#### Requirements:
Write out the records beneath this line exactly as they appear, minus any images.

___ Data supplied ___

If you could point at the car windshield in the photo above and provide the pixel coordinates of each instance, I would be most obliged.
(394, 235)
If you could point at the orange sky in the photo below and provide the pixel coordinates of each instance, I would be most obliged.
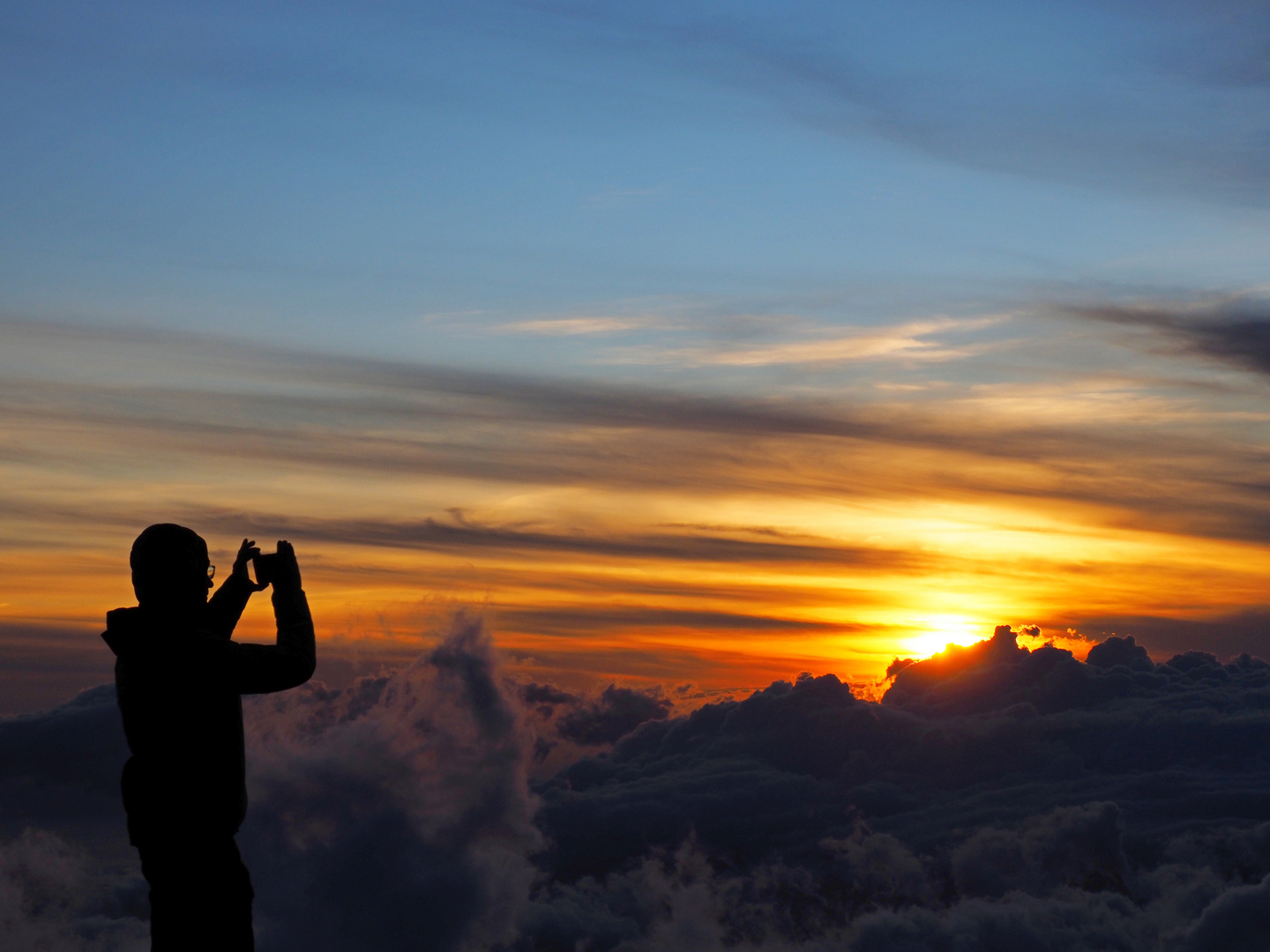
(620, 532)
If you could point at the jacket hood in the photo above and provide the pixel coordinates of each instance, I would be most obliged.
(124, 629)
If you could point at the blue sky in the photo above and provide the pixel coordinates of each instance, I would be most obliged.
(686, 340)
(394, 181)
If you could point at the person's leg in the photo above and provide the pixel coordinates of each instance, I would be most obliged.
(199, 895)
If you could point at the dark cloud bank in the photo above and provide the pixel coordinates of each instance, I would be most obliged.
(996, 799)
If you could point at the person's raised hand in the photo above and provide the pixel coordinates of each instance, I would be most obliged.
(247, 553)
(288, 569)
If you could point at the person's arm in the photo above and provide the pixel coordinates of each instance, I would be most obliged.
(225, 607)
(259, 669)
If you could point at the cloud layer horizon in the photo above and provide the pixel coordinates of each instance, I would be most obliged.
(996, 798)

___

#### Result:
If you could point at the car windshield in the photo above and provide the pixel coordinates of each instance, I would be most obliged.
(394, 235)
If you could point at the orange sky in the photo below and provide the pixel coordinates of each instance, I would be most obliged.
(620, 532)
If you could point at the jacket hood in the photo above and provide the pixel coordinates of each instance, I would be most obliged.
(124, 629)
If you could point at the blue sky in the photo above and provide the pixel coordinates of each instance, I would be most obliged.
(686, 340)
(394, 181)
If you could point at the person's leg in the photo above and provide the pixel coordinates of each instance, I would be most obliged.
(199, 895)
If you could point at the dark cloud bank in the photo above and provide the pixel coordinates of each instance, I would be most obliged.
(996, 799)
If you could point at the person's raised hand in the photo above and provide the pixel coordinates of each instance, I would be most obliged.
(247, 553)
(288, 569)
If you could point at the person's arm in the photo above and provide the pixel coordinates of each instance, I would be most obliged.
(225, 607)
(259, 669)
If you could point at the cloud layer horizon in the photo above and provide the pixel coordinates of each instance, I would be most obliged.
(996, 798)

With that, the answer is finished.